Bounding-box lines:
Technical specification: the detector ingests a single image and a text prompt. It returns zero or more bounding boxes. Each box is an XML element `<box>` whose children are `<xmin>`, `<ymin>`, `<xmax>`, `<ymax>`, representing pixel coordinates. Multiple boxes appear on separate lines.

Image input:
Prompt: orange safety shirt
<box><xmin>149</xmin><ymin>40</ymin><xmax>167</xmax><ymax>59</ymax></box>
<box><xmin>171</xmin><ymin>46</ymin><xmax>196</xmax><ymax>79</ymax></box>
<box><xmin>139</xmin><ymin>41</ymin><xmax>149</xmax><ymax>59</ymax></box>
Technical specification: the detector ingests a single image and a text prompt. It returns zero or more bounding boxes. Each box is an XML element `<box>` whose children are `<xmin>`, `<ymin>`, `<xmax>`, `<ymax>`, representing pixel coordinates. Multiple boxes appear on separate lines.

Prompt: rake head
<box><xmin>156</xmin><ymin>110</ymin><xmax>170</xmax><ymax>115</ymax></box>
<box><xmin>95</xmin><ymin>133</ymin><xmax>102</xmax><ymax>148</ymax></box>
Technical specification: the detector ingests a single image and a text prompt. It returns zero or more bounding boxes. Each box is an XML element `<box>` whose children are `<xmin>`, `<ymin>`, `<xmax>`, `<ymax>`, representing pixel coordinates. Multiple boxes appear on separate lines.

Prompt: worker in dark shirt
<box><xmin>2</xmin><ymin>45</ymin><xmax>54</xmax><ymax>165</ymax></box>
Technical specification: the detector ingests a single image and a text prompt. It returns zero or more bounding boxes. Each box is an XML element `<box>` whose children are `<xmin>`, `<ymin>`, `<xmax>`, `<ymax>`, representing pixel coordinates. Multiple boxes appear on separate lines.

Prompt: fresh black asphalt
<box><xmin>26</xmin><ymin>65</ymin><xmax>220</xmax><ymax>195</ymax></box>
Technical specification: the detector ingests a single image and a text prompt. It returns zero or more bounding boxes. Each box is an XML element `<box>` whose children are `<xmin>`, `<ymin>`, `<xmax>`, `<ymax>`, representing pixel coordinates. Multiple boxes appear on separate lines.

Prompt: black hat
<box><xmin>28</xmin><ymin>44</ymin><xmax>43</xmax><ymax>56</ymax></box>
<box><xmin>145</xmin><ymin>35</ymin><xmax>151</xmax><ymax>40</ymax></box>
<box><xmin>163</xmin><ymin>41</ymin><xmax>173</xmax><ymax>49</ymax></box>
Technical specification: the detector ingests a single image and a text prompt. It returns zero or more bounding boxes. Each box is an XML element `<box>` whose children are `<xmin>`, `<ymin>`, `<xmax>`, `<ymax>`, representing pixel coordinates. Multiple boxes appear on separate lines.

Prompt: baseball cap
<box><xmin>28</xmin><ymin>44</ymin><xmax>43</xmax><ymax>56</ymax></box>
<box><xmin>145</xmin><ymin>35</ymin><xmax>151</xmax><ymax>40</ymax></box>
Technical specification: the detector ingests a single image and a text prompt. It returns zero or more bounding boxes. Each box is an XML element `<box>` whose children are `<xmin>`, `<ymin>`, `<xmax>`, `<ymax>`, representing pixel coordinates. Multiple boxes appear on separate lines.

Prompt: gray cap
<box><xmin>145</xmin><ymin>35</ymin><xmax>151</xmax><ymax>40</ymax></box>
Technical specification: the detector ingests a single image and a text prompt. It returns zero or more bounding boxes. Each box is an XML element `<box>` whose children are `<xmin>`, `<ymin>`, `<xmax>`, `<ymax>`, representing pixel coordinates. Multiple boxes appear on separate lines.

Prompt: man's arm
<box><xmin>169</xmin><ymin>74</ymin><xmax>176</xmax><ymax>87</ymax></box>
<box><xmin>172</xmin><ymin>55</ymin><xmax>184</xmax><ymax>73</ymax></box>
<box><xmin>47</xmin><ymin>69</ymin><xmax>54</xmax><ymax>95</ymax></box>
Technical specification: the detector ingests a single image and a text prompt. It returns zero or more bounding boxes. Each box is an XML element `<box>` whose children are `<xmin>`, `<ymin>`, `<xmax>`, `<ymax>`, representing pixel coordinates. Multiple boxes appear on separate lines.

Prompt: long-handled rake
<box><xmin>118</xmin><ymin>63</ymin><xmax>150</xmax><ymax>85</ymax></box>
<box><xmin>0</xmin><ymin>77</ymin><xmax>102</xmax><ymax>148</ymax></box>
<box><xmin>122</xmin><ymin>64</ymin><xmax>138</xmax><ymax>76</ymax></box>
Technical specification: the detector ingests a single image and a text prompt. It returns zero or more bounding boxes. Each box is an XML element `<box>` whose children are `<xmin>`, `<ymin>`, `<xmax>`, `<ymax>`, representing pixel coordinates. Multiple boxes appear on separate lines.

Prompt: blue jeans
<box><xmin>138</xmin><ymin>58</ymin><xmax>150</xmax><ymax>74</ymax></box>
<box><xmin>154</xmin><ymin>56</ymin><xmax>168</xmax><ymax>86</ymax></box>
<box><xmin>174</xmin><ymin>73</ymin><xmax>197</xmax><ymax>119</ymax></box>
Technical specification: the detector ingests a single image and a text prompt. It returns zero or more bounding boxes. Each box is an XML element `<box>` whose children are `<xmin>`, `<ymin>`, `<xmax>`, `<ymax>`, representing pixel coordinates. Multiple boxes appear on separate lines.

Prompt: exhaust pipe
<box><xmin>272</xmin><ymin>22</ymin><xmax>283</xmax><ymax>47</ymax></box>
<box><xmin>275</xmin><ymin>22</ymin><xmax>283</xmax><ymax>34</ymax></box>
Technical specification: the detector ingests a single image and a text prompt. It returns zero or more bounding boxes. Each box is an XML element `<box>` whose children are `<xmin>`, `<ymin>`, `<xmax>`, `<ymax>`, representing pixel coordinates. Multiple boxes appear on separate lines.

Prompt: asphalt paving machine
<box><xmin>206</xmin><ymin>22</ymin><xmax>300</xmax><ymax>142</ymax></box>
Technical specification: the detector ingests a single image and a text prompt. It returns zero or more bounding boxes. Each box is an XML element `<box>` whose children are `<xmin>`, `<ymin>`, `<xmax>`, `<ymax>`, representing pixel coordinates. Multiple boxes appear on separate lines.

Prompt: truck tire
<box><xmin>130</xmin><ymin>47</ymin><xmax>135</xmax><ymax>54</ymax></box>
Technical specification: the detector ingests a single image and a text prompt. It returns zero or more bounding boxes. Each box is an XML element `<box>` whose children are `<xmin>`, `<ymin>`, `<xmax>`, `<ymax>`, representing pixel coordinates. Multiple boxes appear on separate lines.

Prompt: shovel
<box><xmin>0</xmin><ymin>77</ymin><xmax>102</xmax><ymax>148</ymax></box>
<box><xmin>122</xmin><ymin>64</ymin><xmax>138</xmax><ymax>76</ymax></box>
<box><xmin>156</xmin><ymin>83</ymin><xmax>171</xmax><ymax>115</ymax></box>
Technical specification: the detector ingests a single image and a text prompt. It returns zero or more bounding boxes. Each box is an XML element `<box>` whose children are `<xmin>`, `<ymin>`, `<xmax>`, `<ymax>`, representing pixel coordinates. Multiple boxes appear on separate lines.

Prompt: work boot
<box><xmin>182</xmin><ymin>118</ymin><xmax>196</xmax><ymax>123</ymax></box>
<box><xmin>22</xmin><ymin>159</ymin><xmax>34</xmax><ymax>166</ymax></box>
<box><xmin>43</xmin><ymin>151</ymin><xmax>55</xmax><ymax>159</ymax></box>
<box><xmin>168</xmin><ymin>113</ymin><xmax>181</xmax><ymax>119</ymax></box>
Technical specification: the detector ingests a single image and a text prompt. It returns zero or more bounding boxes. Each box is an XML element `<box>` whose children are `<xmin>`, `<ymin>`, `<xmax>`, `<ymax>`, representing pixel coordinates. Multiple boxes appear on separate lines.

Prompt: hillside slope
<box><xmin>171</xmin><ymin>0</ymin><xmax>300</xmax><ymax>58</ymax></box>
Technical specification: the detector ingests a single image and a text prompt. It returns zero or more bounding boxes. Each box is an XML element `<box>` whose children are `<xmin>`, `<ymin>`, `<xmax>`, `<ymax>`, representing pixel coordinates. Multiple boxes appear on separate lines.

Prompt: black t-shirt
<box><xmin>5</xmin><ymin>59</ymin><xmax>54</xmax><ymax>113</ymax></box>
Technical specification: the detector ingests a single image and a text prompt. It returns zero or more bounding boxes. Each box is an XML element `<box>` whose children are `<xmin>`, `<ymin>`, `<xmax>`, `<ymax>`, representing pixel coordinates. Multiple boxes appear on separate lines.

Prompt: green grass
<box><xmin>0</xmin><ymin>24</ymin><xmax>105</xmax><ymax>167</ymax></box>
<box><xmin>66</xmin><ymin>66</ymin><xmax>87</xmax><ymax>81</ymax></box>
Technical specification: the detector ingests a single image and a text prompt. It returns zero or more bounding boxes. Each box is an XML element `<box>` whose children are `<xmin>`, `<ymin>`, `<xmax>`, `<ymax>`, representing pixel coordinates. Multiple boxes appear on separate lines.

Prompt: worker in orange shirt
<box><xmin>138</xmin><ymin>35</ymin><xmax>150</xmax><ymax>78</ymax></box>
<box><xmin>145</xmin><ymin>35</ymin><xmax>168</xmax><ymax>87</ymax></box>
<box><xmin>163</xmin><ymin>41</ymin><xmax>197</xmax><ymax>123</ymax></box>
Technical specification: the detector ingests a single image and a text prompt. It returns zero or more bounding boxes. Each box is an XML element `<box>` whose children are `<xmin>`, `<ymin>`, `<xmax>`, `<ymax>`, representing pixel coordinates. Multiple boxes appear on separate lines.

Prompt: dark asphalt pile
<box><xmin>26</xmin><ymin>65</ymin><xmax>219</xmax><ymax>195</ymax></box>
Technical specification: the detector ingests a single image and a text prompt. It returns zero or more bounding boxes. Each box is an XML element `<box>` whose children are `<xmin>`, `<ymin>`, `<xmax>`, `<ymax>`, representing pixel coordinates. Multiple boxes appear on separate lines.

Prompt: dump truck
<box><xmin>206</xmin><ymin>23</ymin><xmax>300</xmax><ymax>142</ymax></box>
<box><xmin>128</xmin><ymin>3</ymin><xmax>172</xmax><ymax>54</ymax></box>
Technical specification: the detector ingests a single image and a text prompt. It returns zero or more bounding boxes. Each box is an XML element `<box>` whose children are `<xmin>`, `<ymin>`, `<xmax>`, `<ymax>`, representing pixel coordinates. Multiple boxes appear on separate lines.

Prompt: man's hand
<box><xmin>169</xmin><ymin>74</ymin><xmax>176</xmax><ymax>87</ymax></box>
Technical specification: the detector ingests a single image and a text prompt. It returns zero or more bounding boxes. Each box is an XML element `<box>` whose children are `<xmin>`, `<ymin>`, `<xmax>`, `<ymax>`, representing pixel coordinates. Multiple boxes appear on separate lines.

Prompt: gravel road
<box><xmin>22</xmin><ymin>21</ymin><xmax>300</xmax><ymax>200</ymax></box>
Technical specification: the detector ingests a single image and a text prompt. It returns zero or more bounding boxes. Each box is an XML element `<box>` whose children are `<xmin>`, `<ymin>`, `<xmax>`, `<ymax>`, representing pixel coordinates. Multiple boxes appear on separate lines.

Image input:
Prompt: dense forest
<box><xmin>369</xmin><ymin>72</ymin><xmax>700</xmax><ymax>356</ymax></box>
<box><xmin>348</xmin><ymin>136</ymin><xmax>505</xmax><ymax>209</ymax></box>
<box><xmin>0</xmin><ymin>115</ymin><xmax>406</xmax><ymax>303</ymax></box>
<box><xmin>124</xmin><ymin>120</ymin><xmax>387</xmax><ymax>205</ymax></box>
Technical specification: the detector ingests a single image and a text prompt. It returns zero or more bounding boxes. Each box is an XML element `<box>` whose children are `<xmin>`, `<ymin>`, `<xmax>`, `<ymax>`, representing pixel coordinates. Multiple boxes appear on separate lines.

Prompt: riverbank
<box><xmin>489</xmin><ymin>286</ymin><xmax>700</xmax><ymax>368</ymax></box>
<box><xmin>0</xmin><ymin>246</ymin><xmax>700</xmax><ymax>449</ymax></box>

> Problem
Could you put the lines above, starting with the very first one and going on through the line with "Prompt: orange safety shirt", into a Markdown table with the columns Row and Line, leaving out any blank lines?

> Reply to the task
| Row | Line |
|---|---|
| 1 | Technical specification: the detector ingests a single image and a text prompt. It returns zero or more bounding boxes. Each box is an XML element `<box>` whose children are `<xmin>`, `<ymin>`, `<xmax>`, `<ymax>`, representing pixel coordinates. Multiple boxes appear on separate lines. |
| 2 | Image input: |
| 3 | Prompt: orange safety shirt |